PROBLEM DETAILS
Scan the records for the word "wall". Copy each line that includes it.

*** Opening DATA FOR THIS EXERCISE ***

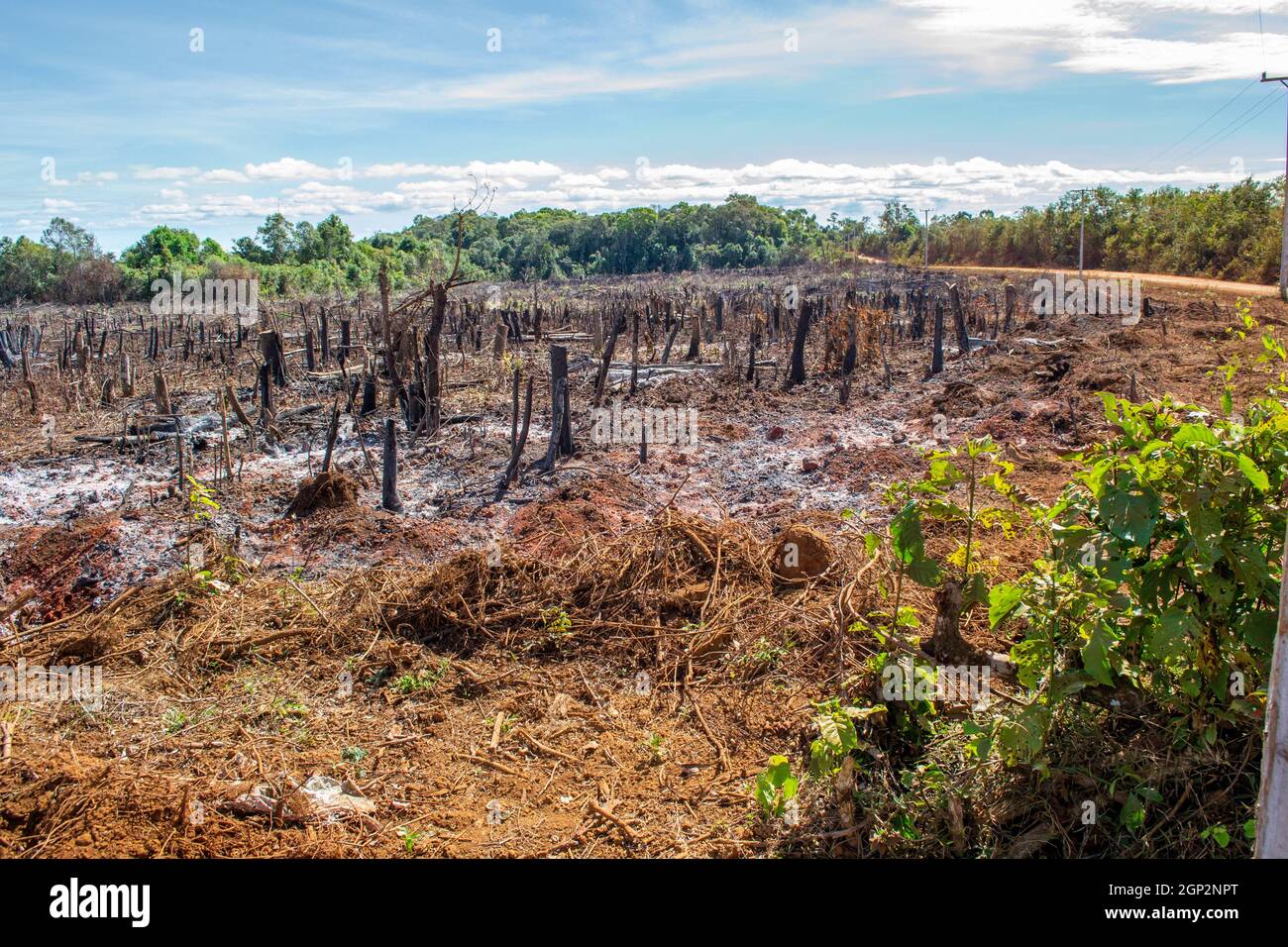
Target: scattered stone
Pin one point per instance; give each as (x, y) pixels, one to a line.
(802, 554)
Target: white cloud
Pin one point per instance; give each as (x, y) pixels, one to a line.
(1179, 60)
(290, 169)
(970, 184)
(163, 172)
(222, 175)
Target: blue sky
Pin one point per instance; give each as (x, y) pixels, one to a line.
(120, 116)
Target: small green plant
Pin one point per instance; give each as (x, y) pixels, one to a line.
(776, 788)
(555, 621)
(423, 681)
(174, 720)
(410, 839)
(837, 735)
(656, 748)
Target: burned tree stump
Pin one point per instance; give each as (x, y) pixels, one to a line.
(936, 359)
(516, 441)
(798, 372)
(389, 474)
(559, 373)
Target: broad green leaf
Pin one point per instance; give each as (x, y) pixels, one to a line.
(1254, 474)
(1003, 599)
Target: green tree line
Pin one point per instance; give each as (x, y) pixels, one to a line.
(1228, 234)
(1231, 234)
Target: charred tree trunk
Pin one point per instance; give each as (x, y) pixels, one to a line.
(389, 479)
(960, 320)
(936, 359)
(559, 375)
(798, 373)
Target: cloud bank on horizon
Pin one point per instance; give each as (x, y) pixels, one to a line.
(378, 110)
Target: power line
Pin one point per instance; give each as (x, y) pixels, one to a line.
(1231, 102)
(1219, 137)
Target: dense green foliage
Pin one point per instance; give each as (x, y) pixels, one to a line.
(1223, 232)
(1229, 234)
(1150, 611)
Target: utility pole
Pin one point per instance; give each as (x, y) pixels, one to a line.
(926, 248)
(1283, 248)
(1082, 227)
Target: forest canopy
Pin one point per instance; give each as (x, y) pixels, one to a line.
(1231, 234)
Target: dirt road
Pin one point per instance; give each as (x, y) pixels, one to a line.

*** Closing DATA FOR THIS EXERCISE ***
*** Opening DATA FOR THIS EXERCISE ***

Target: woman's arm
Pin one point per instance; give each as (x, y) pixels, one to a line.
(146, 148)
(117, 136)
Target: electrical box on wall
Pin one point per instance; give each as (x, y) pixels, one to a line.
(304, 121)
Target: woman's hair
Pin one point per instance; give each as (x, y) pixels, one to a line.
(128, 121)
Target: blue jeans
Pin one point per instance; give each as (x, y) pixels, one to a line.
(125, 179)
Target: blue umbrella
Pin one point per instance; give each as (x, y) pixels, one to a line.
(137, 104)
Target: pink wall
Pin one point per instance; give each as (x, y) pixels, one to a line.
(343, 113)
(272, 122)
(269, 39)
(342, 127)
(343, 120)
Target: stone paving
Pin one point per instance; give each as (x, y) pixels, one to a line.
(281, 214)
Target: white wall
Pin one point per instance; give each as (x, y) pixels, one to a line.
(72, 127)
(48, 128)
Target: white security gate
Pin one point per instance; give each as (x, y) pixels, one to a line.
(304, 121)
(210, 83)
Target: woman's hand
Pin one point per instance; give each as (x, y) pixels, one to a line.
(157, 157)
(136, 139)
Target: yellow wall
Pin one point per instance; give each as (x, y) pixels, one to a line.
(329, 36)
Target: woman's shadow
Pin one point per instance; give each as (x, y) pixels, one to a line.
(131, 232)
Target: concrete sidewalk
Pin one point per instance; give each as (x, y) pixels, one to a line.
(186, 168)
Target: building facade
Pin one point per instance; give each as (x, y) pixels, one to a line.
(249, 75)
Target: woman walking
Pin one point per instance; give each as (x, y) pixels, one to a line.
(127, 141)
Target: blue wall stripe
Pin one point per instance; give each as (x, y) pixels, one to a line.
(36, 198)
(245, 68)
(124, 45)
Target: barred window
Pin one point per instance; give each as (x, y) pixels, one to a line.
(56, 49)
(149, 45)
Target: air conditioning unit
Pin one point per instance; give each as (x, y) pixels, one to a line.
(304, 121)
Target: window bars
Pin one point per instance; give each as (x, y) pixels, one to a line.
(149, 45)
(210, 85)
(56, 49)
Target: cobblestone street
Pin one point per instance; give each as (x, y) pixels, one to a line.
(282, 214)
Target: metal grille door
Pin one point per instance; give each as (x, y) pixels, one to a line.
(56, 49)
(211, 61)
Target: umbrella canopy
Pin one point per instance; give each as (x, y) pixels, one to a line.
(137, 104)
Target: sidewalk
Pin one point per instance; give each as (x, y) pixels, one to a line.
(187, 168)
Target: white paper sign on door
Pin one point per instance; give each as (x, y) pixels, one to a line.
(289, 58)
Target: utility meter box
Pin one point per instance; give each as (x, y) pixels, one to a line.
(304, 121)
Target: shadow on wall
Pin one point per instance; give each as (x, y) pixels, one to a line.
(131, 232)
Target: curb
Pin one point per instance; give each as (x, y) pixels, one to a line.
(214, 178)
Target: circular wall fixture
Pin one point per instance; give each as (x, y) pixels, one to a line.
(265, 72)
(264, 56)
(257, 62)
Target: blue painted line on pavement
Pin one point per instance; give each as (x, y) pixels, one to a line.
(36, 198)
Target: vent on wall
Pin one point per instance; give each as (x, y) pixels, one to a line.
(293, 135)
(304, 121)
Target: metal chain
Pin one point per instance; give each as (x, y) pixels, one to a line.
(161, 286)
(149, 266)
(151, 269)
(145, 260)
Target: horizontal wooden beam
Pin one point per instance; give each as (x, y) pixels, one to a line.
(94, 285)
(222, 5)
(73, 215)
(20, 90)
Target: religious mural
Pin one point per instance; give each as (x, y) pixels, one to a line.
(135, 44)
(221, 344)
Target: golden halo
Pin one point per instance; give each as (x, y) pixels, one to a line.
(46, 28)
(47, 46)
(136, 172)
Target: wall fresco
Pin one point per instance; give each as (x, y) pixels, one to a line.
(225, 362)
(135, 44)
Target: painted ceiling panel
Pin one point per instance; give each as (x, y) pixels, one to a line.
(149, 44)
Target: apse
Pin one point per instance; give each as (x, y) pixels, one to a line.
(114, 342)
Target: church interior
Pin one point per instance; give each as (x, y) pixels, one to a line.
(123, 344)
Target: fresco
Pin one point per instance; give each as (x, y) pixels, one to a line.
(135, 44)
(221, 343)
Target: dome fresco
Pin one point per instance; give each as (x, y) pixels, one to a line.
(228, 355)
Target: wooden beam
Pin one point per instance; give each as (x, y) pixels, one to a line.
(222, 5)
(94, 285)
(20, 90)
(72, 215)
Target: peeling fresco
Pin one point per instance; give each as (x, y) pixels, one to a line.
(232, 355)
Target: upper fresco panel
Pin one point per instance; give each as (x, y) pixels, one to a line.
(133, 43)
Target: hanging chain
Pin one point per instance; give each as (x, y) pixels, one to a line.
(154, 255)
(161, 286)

*** Closing DATA FOR THIS EXERCISE ***

RESPONSE FOR THIS EXERCISE
Target: electrical box on wall
Target: pink wall
Target: white wall
Target: yellow wall
Target: blue wall stripe
Target: shadow on wall
Target: circular wall fixture
Target: vent on wall
Target: wall fresco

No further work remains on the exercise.